■ **AUFGABE A**: Skaliere die Einträge weiter unten. Gib alle ihre Zeilen samt Anfragen erneut aus, multipliziere dabei jede Koordinate in den Antworten mit 0,5 und runde auf ganze Zahlen, wobei Werte auf ,5 aufgerundet werden.

■ **AUSGEWÄHLTER AUSZUG**:

§

Am häufigsten vorgeschlagen wurde der Begriff "Asyltourismus" sowie der vom AfD-Vorsitzenden Alexander Gauland verwendete Begriff "Vogelschiss". Beim Bundeskongress der AfD-Nachwuchsorganisation hatte der Vorsitzende der rechtspopulistischen Partei "Alternative für Deutschland" gesagt: "Hitler und die Nazis sind nur ein Vogelschiss in über 1000 Jahren erfolgreicher deutscher Geschichte." Der Satz fiel nach einem Bekenntnis Gaulands zur Verantwortung der Deutschen für den Nationalsozialismus mit Millionen ermordeten Juden und Millionen Kriegstoten.

§

■ **EINTRÄGE**:
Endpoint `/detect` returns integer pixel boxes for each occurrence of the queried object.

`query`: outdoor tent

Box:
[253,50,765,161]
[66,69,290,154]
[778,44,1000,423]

§

■ **AUFGABE B**: Führe den Auszug über Gaulands Äußerung zum „Vogelschiss“ nach seinem letzten Satz weiter.

■ **ANTWORT A**:
Endpoint `/detect` returns integer pixel boxes for each occurrence of the queried object.

`query`: outdoor tent

Box:
[127,25,383,81]
[33,35,145,77]
[389,22,500,212]

■ **ANTWORT B**:
Für Sprache sensibilisieren
Verantwortlich für die viel beachtete Auswahl des Unworts ist eine Jury aus vier Sprachwissenschaftlern und einem Journalisten, die durch einen jährlich wechselnden Gast ergänzt wird. Die Aktion selbst ist institutionell unabhängig. Sie will einen bewussten Umgang mit Sprache fördern, indem sie auf Begriffe hinweist, die diskriminieren, irreführen oder demokratische Prinzipien verletzten. Die Jury wählt dabei aus Vorschlägen aus, die jeder im Internet einreichen kann.
"Uns geht es um Wörter, die im öffentlichen deutschen Diskurs wie selbstverständlich verwendet werden und bei genauerer Analyse doch diffamierend oder diskreditierend sind", so Nina Janich gegenüber der "Süddeutschen Zeitung".